> _TO DO_
Copy out the entries from the line holding "the white cloud" through the last entry, inclusive, requests included. Increase every number in the answer coordinates by 92 and leave everything else unchanged.

> _GIVEN RECORDS_

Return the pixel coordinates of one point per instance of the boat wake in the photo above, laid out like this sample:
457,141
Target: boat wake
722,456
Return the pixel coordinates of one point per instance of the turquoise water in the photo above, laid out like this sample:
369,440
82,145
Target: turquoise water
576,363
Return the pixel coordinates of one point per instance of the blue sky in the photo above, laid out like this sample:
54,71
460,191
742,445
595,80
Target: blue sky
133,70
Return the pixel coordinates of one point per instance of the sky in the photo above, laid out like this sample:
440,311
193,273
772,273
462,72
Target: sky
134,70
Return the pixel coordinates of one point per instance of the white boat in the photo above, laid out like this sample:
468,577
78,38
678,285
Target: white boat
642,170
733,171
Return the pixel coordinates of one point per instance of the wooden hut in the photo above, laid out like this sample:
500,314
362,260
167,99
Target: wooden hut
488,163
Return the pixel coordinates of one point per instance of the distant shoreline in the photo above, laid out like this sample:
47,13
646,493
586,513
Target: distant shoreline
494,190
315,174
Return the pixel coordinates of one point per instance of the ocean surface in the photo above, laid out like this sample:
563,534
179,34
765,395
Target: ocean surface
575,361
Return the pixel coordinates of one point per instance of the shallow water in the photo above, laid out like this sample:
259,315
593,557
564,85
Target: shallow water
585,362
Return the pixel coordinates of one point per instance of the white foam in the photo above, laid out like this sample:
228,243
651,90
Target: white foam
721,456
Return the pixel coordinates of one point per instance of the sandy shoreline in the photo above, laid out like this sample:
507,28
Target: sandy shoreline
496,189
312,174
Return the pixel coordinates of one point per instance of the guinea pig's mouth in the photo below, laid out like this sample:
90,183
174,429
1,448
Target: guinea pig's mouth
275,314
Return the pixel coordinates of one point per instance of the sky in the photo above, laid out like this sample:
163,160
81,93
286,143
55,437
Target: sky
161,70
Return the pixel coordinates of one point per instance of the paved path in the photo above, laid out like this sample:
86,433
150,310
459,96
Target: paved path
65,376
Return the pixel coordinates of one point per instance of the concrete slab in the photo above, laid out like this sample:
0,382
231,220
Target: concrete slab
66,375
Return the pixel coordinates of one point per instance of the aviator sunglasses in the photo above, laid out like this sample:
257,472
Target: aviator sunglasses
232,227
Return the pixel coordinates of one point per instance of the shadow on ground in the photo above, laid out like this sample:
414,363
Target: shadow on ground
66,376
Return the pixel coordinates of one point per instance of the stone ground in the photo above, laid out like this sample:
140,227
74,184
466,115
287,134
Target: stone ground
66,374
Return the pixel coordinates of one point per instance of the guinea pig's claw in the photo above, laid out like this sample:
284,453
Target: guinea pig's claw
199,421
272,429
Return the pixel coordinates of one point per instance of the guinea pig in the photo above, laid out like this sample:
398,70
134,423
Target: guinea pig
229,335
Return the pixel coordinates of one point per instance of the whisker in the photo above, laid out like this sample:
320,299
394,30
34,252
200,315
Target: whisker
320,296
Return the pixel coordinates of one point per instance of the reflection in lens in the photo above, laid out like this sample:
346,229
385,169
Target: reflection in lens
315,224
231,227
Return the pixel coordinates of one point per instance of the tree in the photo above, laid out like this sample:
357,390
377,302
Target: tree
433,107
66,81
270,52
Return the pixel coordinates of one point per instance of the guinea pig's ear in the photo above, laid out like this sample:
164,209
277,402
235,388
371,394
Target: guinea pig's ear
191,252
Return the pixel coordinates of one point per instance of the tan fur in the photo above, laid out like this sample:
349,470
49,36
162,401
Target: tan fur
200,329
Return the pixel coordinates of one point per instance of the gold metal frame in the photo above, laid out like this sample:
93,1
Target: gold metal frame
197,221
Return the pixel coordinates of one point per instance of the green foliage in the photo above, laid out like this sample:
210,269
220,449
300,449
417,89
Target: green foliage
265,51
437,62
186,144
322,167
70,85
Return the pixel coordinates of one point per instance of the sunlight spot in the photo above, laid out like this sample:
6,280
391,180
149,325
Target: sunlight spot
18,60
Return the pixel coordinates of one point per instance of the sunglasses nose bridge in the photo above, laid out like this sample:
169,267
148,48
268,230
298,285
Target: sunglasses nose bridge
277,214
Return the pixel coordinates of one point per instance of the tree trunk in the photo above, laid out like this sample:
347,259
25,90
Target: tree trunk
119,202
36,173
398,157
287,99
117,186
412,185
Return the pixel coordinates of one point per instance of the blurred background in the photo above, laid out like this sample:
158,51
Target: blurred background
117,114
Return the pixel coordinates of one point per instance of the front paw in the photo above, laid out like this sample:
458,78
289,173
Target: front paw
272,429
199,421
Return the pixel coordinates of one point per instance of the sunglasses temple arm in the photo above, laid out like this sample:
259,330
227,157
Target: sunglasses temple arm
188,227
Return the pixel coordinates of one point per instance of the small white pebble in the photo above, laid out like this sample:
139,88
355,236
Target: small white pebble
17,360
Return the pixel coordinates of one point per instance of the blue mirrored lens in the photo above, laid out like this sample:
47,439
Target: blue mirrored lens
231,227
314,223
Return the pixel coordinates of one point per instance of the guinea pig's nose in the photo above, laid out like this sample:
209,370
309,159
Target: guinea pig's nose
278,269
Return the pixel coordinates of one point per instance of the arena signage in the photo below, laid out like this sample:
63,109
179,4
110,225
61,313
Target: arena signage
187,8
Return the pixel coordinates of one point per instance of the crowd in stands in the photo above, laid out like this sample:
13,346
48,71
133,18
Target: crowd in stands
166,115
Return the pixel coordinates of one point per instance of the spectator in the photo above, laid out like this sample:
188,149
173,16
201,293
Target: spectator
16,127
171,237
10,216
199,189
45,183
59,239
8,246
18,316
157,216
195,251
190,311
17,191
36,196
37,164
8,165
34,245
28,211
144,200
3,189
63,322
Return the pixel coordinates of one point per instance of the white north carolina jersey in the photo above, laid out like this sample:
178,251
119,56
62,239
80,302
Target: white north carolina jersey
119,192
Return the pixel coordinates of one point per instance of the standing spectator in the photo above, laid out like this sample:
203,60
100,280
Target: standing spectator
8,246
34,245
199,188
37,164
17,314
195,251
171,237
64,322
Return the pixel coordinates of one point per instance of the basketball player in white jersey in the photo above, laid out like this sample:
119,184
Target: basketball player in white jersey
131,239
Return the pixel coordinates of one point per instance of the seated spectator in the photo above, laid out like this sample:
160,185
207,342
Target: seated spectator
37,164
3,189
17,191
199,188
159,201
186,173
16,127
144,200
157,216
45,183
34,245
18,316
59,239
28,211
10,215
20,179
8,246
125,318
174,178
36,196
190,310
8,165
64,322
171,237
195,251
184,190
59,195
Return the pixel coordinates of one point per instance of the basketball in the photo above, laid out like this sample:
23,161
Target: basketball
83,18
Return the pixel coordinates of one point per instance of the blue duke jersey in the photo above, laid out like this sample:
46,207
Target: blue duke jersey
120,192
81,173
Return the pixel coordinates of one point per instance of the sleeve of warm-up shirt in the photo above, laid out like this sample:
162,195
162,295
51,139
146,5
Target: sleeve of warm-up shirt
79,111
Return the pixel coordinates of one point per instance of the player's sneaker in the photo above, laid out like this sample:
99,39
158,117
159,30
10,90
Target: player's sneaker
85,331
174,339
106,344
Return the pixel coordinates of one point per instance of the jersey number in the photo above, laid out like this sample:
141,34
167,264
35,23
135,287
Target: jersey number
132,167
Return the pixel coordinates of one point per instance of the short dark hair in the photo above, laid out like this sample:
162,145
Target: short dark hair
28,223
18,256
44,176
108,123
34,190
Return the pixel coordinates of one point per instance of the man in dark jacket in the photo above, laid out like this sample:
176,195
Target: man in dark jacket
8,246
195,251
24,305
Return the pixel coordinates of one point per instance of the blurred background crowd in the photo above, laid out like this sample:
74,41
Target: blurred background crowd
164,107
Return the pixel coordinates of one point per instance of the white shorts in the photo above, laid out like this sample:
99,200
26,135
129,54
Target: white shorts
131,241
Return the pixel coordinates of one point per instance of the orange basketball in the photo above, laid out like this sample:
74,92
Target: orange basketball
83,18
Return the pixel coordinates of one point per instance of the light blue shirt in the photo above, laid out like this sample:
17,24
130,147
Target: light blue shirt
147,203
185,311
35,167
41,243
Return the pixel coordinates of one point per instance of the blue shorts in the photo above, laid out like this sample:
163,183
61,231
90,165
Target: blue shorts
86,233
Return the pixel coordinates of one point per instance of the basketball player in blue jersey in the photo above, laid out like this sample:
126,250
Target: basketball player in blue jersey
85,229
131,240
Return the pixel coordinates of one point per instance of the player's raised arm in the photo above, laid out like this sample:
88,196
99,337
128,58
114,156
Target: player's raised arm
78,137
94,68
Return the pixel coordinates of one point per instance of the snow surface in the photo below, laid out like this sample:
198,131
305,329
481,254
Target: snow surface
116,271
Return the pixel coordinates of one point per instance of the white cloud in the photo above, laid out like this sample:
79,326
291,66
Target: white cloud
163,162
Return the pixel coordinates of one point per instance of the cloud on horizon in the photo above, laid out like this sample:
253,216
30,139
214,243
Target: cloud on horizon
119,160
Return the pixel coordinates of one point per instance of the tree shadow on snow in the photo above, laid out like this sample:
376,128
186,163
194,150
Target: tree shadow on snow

> _ANSWER_
Return the pixel coordinates of one point per instance of the white cloud in the photo above, laid out like this sample:
79,326
291,66
Target: white cloud
255,254
Return the pixel coordinates of one point per instance of the cloud on horizon in the photo above, laid out like this sample:
253,216
30,139
214,243
Target: cloud on horizon
211,252
Return the pixel coordinates of one point per instance of the tree shadow on snow in the photo above, laid out like this sample:
376,128
186,163
194,150
Target: tree shadow on snow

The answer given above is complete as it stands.